→ What you are asked to do: From the entries that follow, pick out all lines holding "single".

→ Material for this task:
※

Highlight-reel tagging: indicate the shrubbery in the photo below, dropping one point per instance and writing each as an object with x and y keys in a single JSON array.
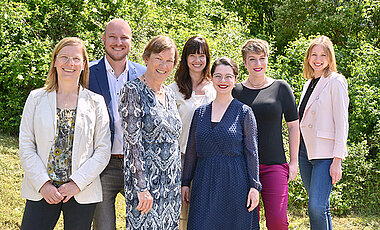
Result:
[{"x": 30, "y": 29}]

※

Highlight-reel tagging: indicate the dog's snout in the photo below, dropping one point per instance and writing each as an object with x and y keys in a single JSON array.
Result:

※

→ Answer section:
Highlight-reel tagging: indicate the shrubbery in the photo below, dropping one point per instance and writing each as an object with x and y keys in a single JSON array.
Highlight-reel tagging: indicate the dog's snout in the photo below, dropping one point per instance and writing each as an object with x and y keys in a single JSON array.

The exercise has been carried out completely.